> EXERCISE
Swap "follow this form" for "use this format" in the items between the lines holding "Task: pick out coral" and "<point>439,197</point>", inclusive, and write those lines out again otherwise unchanged. Leave the pictures out.
--- begin ---
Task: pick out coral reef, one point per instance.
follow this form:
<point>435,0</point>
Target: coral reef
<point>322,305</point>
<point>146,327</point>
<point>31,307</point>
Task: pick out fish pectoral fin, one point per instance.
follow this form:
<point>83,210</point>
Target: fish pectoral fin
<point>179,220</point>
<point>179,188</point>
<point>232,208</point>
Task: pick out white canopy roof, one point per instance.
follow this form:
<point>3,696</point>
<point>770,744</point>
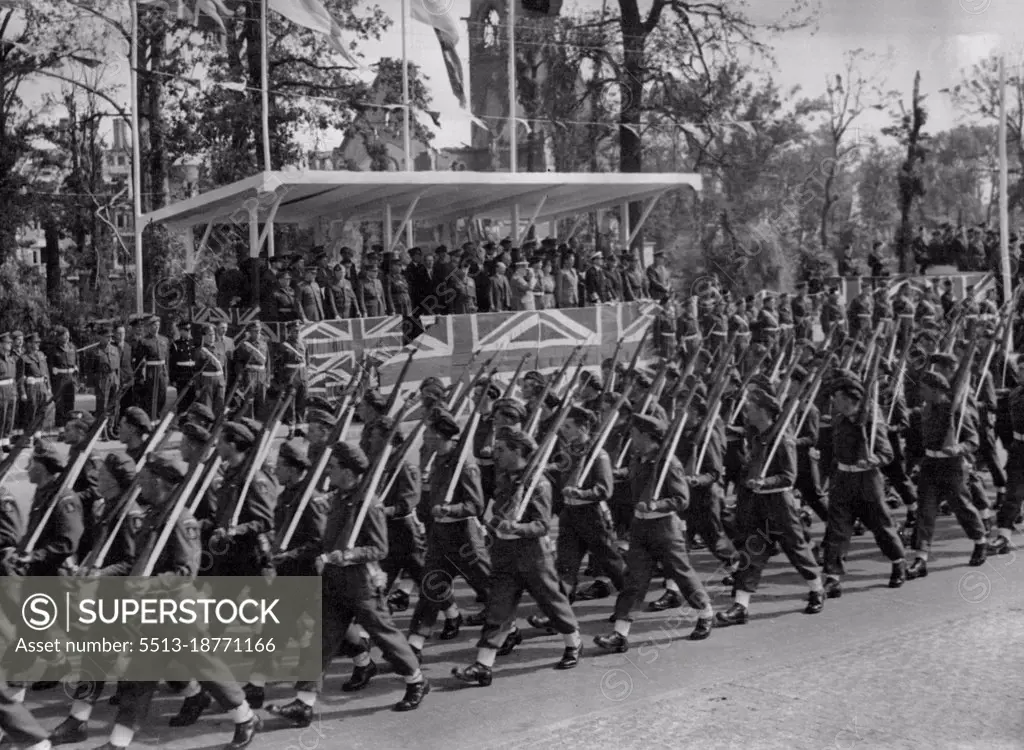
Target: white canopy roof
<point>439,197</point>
--- end ---
--- begin ---
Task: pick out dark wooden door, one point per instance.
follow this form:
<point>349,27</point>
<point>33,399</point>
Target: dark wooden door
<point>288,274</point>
--- end ---
> FULL ANSWER
Task: pick out coral reef, one point per instance.
use this format:
<point>435,0</point>
Target: coral reef
<point>322,305</point>
<point>146,327</point>
<point>31,307</point>
Task: pick out fish pectoral fin, one point per instance.
use this format:
<point>83,210</point>
Target: fish pectoral fin
<point>179,220</point>
<point>179,188</point>
<point>232,208</point>
Task: pick out white canopy roof, one point per instance.
use this format:
<point>3,696</point>
<point>770,744</point>
Target: white canopy roof
<point>439,197</point>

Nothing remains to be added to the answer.